Set down the records that follow exactly and completely.

Input records Start Marker

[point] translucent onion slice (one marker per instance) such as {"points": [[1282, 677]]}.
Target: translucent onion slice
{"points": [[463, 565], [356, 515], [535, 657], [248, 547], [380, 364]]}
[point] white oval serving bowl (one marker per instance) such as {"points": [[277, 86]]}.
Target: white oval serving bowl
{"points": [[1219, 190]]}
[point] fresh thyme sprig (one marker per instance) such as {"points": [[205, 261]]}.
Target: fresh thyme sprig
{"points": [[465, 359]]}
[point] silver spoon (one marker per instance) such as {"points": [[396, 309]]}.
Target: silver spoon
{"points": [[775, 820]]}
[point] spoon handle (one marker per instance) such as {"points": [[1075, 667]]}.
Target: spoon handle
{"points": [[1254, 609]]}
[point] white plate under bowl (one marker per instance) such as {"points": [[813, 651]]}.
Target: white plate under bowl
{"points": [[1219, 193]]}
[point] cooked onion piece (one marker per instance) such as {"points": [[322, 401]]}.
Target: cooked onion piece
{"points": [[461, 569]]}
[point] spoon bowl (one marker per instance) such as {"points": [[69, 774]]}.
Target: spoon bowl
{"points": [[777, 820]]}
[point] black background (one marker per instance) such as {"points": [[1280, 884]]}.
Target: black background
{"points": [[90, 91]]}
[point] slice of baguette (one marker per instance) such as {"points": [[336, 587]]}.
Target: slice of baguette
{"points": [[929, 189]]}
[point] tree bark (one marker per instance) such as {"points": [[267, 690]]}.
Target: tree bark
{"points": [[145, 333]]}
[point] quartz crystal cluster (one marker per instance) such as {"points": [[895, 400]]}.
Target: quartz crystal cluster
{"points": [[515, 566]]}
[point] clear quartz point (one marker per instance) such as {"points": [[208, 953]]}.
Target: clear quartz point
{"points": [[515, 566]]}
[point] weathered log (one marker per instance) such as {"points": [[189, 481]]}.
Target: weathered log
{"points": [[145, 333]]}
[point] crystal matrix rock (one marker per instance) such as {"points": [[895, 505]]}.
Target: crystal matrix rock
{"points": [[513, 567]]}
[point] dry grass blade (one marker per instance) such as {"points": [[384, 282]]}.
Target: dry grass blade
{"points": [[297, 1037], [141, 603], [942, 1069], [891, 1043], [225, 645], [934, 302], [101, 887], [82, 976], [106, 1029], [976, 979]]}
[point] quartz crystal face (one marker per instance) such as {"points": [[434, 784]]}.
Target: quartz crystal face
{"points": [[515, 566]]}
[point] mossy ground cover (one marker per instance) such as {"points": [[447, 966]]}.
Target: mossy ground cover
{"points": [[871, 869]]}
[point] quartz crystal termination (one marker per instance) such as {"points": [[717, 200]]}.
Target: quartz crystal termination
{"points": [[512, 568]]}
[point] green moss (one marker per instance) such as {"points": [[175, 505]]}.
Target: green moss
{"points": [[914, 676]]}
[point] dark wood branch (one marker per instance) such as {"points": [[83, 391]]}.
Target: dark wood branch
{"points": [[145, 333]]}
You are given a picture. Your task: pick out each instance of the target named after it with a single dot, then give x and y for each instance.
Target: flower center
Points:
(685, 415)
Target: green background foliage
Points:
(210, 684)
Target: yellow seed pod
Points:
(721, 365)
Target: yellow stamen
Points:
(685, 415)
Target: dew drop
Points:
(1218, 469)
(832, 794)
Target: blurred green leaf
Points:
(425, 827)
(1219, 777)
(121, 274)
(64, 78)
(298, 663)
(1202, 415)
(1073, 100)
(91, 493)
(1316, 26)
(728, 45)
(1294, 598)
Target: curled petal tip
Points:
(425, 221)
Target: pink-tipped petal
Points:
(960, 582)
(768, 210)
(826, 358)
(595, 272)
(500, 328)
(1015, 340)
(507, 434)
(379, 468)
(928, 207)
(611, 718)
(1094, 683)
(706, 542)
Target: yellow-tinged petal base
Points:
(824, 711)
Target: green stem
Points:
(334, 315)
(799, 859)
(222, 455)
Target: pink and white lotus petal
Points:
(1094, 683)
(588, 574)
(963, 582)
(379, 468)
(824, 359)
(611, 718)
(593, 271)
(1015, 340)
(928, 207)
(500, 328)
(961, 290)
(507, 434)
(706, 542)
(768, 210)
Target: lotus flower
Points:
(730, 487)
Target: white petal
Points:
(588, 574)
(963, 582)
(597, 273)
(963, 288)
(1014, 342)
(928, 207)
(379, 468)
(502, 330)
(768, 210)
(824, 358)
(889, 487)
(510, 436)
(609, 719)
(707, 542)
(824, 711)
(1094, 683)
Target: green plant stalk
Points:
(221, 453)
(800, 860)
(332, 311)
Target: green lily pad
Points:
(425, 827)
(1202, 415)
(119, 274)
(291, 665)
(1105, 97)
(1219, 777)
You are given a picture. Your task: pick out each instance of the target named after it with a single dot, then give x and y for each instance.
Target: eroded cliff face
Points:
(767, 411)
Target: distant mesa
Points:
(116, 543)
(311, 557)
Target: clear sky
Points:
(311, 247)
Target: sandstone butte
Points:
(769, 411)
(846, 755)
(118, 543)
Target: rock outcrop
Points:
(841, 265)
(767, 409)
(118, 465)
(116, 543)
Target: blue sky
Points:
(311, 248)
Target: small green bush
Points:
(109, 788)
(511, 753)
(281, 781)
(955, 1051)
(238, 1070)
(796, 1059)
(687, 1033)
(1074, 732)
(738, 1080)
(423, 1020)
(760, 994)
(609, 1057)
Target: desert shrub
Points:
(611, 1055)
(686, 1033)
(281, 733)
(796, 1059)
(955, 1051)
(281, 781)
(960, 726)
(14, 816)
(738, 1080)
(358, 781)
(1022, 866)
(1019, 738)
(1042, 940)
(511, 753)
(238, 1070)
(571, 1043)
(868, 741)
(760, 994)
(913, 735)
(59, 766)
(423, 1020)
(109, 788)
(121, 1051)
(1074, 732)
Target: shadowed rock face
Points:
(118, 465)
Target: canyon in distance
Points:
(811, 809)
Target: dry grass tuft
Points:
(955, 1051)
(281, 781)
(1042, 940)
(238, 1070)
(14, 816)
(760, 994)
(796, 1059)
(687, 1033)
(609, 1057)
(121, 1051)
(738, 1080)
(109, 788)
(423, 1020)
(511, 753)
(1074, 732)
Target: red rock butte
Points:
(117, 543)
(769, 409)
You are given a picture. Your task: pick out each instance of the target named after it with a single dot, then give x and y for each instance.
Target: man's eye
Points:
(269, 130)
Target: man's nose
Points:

Input records End Marker

Exercise solution:
[point] translucent onion slice (one marker per instance) such as {"points": [[1282, 677]]}.
Target: translucent onion slice
{"points": [[463, 565], [356, 515], [535, 657], [248, 547], [380, 364]]}
[point] white oval serving bowl (one marker per instance) such as {"points": [[277, 86]]}.
Target: white oval serving bowl
{"points": [[1219, 190]]}
[point] fresh thyme sprig (one marker per instance) such as {"points": [[205, 261]]}.
Target: fresh thyme sprig
{"points": [[465, 359]]}
[point] silver spoon (one marker per instance) such as {"points": [[396, 309]]}.
Target: silver spoon
{"points": [[775, 820]]}
[point] spoon handle (one marker per instance) such as {"points": [[1075, 667]]}.
Target: spoon handle
{"points": [[1254, 609]]}
[point] white plate under bowl (one marker per instance) such as {"points": [[813, 651]]}.
Target: white plate under bowl
{"points": [[1219, 193]]}
[point] cooked onion piece (one marker per instance) such as {"points": [[322, 401]]}.
Target: cooked onion piece
{"points": [[461, 569]]}
[point] spoon bowl (one marker per instance) such as {"points": [[69, 774]]}.
Target: spoon bowl
{"points": [[777, 820]]}
[point] black background (one marker per instance) such as {"points": [[1280, 884]]}.
Target: black background
{"points": [[90, 91]]}
[point] slice of baguette (one marker per instance) such as {"points": [[336, 587]]}.
Target: slice of baguette
{"points": [[929, 189]]}
[point] tree bark (one marker per instance) such as {"points": [[267, 690]]}.
Target: tree bark
{"points": [[145, 333]]}
[point] quartz crystal cluster (one marker per instance) such as {"points": [[895, 400]]}.
Target: quartz crystal cluster
{"points": [[515, 566]]}
[point] clear quartz point (one marker per instance) such as {"points": [[208, 953]]}.
Target: clear quartz point
{"points": [[515, 566]]}
[point] weathered log (one marker per instance) such as {"points": [[189, 481]]}.
Target: weathered log
{"points": [[145, 333]]}
[point] crystal matrix rock (one marker per instance) such as {"points": [[895, 505]]}.
Target: crystal matrix rock
{"points": [[513, 567]]}
[point] dry grass blade (one marker per instance) such as {"points": [[384, 282]]}.
Target: dry grass blade
{"points": [[297, 1037], [141, 603], [942, 1069], [891, 1043], [225, 645], [934, 302], [101, 887], [82, 976], [106, 1029], [976, 979]]}
[point] quartz crystal face (one marker per instance) such as {"points": [[434, 784]]}.
Target: quartz crystal face
{"points": [[515, 566]]}
[point] mossy ground cover (one marker per instance) such as {"points": [[447, 966]]}.
Target: mossy ground cover
{"points": [[871, 869]]}
[point] quartz crystal termination (one marker per instance) such as {"points": [[717, 200]]}.
Target: quartz crystal termination
{"points": [[512, 568]]}
[point] green moss (one marker per instance) such as {"points": [[175, 505]]}.
Target: green moss
{"points": [[914, 676]]}
[point] dark wood branch (one marker per instance) such as {"points": [[83, 391]]}.
Target: dark wood branch
{"points": [[145, 333]]}
You are given a picture. Your task: pick out each instance of the target named after it with a single dot, then give x and y for each instance.
Target: flower center
Points:
(685, 415)
Target: green background foliage
Points:
(210, 684)
Target: yellow seed pod
Points:
(721, 365)
Target: yellow stamen
Points:
(685, 415)
Target: dew drop
Points:
(1218, 469)
(832, 794)
Target: blurred green leaf
Points:
(425, 827)
(1219, 777)
(121, 274)
(64, 78)
(298, 663)
(1202, 415)
(1073, 100)
(91, 493)
(1316, 26)
(728, 45)
(1294, 598)
Target: curled petal tip
Points:
(425, 221)
Target: pink-tipped petal
Points:
(960, 582)
(768, 210)
(826, 358)
(595, 272)
(500, 328)
(1015, 340)
(507, 434)
(379, 468)
(928, 207)
(611, 718)
(1094, 683)
(706, 542)
Target: yellow-tinged petal base
Points:
(824, 711)
Target: green stem
Points:
(334, 315)
(799, 859)
(222, 455)
Target: pink and white lotus petal
Points:
(1094, 683)
(588, 574)
(963, 582)
(379, 468)
(824, 359)
(611, 718)
(593, 271)
(1015, 340)
(928, 207)
(500, 328)
(961, 290)
(507, 434)
(706, 542)
(768, 210)
Target: lotus flower
Points:
(730, 487)
Target: white petal
Points:
(588, 574)
(963, 582)
(597, 273)
(963, 288)
(1014, 342)
(928, 207)
(379, 468)
(502, 330)
(768, 210)
(824, 358)
(889, 487)
(510, 436)
(609, 719)
(707, 542)
(824, 711)
(1094, 683)
Target: green plant stalk
Points:
(221, 453)
(800, 860)
(332, 311)
Target: green lily pad
Points:
(425, 827)
(1202, 415)
(119, 274)
(291, 665)
(1105, 97)
(1219, 777)
You are given a picture. Your task: pick out each instance of the target named after it with a single dot, then give x and y for each instance.
Target: eroded cliff face
Points:
(767, 411)
Target: distant mesa
Points:
(116, 543)
(311, 557)
Target: clear sky
Points:
(311, 247)
Target: sandstone butte
Points:
(769, 411)
(846, 755)
(118, 543)
Target: rock outcrop
Points:
(841, 265)
(767, 409)
(118, 465)
(116, 543)
Target: blue sky
Points:
(311, 248)
Target: small green bush
Points:
(109, 788)
(511, 753)
(281, 781)
(955, 1051)
(238, 1070)
(796, 1059)
(687, 1033)
(1074, 732)
(738, 1080)
(423, 1020)
(760, 994)
(609, 1057)
Target: desert shrub
Points:
(611, 1055)
(686, 1033)
(281, 733)
(796, 1059)
(955, 1051)
(281, 781)
(960, 726)
(14, 816)
(738, 1080)
(358, 781)
(1022, 866)
(1019, 738)
(1042, 940)
(511, 753)
(238, 1070)
(571, 1043)
(868, 741)
(760, 994)
(913, 735)
(59, 766)
(423, 1020)
(109, 788)
(121, 1051)
(1074, 732)
Target: shadowed rock face
Points:
(118, 465)
Target: canyon in distance
Points:
(811, 809)
Target: dry grass tuft
Points:
(955, 1051)
(281, 781)
(1042, 940)
(238, 1070)
(14, 816)
(760, 994)
(796, 1059)
(687, 1033)
(609, 1057)
(121, 1051)
(738, 1080)
(109, 788)
(423, 1020)
(511, 753)
(1074, 732)
Target: red rock butte
Points:
(117, 543)
(769, 409)
You are given a picture. Your task: pick out each instance of the target named after it with a single dot, then give x and y for each instance.
Target: man's eye
Points:
(269, 130)
Target: man's nose
Points:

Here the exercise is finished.